Scale the records that begin at the line containing "Do you see any overhead" and end after the line containing "0, 193, 553, 347", reproducing those lines in full with the requests unchanged. Multiply every bounding-box coordinate in the answers by 2.55 and round each result to a whole number, rounding halves up.
┌──
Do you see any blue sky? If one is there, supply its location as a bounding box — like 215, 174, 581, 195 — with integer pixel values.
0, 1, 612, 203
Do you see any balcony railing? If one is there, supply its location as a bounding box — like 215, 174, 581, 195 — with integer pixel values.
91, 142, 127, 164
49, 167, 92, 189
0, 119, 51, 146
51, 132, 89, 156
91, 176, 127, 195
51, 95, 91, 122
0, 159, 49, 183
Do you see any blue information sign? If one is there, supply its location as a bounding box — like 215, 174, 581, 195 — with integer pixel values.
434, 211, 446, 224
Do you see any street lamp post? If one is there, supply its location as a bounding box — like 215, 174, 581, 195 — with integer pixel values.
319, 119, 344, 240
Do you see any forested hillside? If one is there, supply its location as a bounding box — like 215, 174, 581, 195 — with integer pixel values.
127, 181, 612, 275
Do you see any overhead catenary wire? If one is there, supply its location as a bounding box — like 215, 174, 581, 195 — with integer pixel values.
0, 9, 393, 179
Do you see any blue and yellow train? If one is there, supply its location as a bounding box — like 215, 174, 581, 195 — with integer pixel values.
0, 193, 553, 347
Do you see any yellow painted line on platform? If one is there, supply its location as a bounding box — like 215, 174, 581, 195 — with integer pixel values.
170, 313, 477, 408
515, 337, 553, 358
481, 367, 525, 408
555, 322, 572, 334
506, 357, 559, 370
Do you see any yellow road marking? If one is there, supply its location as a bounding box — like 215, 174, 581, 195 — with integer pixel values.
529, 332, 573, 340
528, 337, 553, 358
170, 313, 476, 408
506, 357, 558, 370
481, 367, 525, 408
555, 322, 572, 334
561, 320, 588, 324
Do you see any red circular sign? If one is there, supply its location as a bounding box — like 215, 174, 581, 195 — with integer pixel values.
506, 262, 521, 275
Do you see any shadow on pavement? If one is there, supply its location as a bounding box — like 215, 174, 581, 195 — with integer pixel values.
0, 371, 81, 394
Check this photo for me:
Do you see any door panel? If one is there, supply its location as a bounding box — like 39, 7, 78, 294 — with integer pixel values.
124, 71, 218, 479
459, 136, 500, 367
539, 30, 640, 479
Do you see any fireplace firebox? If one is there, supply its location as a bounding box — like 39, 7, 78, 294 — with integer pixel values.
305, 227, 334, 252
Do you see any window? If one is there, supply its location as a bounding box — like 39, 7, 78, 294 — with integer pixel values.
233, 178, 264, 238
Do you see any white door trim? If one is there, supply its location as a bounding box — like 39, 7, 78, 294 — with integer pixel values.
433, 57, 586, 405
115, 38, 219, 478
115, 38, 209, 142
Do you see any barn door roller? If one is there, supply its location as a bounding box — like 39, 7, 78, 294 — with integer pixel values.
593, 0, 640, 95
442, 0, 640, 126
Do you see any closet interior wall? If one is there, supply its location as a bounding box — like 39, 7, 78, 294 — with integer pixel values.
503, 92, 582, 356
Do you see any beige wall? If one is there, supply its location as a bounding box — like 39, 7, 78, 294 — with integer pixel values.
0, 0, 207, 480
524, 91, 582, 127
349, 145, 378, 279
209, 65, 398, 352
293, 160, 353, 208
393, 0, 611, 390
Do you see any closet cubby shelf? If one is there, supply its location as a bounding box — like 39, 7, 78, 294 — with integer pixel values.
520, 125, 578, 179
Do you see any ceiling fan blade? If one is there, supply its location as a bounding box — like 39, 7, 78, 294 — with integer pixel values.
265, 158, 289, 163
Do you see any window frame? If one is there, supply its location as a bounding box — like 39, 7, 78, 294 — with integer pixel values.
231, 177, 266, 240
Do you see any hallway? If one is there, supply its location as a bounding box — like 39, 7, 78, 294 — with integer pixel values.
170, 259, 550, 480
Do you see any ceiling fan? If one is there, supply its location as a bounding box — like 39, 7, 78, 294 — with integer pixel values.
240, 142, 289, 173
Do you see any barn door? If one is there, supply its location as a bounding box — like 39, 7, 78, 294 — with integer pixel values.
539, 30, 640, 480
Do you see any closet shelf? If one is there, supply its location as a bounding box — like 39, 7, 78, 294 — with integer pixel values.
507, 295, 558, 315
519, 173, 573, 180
└──
* Exercise response
Do you see any overhead catenary wire? If one is there, supply its location as a bounding box — like 215, 174, 581, 195 — with integer pixel values.
0, 23, 1002, 456
Do you see any blue and yellow train? If one is there, supply its location as a bounding box — like 215, 174, 581, 195 — with integer pixel values.
0, 492, 1410, 885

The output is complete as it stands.